(Entries from an annotation dataset)
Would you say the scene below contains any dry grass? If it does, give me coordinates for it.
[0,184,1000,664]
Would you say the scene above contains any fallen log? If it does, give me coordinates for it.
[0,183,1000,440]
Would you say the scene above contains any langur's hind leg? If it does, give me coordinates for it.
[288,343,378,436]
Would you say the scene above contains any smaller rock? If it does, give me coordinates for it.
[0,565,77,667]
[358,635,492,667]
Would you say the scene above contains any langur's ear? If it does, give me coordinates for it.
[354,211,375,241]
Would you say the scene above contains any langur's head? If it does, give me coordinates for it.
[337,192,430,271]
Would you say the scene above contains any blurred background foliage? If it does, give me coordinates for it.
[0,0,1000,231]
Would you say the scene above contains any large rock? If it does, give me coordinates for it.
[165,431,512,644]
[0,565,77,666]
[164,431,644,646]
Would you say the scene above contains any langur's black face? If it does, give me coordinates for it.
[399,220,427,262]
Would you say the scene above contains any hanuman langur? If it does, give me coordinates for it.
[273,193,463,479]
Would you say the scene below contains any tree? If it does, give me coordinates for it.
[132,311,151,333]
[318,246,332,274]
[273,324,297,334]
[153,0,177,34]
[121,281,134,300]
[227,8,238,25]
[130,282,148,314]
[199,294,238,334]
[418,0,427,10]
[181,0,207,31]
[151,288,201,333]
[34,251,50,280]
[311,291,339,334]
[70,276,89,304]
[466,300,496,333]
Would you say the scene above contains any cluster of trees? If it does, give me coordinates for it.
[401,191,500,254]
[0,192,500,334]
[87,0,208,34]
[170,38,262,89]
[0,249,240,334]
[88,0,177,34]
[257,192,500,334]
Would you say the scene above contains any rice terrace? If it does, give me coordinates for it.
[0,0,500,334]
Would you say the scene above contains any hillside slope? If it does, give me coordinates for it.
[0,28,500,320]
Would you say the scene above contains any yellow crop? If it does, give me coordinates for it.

What you should do
Turn every line of the listing above into a numbered list, leaving out any blank lines.

Answer to the exercise
1. Would you say the scene below contains any dry grass? If it does, give me coordinates for it.
2. [0,184,1000,664]
3. Would you say the scene above contains any fallen log? If it does, give me coordinates for it.
4. [0,183,1000,440]
5. Would you say the scene above contains any langur's hind leg? If it does, give me coordinates for it.
6. [288,343,378,436]
7. Would you say the scene above contains any smaller rock? If it does, give me coordinates for it.
8. [0,565,77,667]
9. [358,635,492,667]
10. Would you say the scene above contains any langur's ear? If it does, give me coordinates for it.
11. [354,211,375,241]
12. Would you say the scene above contains any langur's head? If it does, give me coordinates for it.
13. [337,192,430,271]
14. Would you say the scene above contains any blurred background foliage? If it does, give me coordinates for it.
15. [0,0,1000,231]
16. Would you say the scene above contains any large rock? If it does, give me coordinates for it.
17. [165,431,512,644]
18. [0,565,77,666]
19. [164,431,644,646]
20. Would you say the scene above contains any langur's black face? If it does, give me coordinates for it.
21. [399,220,427,262]
22. Would you say the scene above contains any hanuman langur? If it does, give me coordinates for it.
23. [273,193,463,479]
24. Would you say the scene below contains any tree? If it does, give me coordinates for it.
25. [132,311,151,333]
26. [318,246,332,274]
27. [273,324,297,334]
28. [153,0,177,34]
29. [121,281,134,300]
30. [227,8,238,25]
31. [130,282,148,314]
32. [199,294,238,334]
33. [418,0,427,10]
34. [181,0,207,31]
35. [151,288,201,333]
36. [34,251,50,280]
37. [311,291,339,334]
38. [70,276,89,304]
39. [466,300,496,333]
40. Would you say the scene above contains any cluster of trees? If it does, give me coordinates for it.
41. [401,191,500,254]
42. [0,192,500,334]
43. [87,0,208,34]
44. [170,38,262,89]
45. [0,249,240,334]
46. [88,0,177,34]
47. [257,192,500,334]
48. Would you say the scene above contains any rice terrace? If it does, give me coordinates for it.
49. [0,0,500,334]
50. Would you say the scene above contains any hillside slope? If it does, give me coordinates for it.
51. [0,28,500,320]
52. Would you say the scene above contains any yellow crop? If it does, give me coordinates for it.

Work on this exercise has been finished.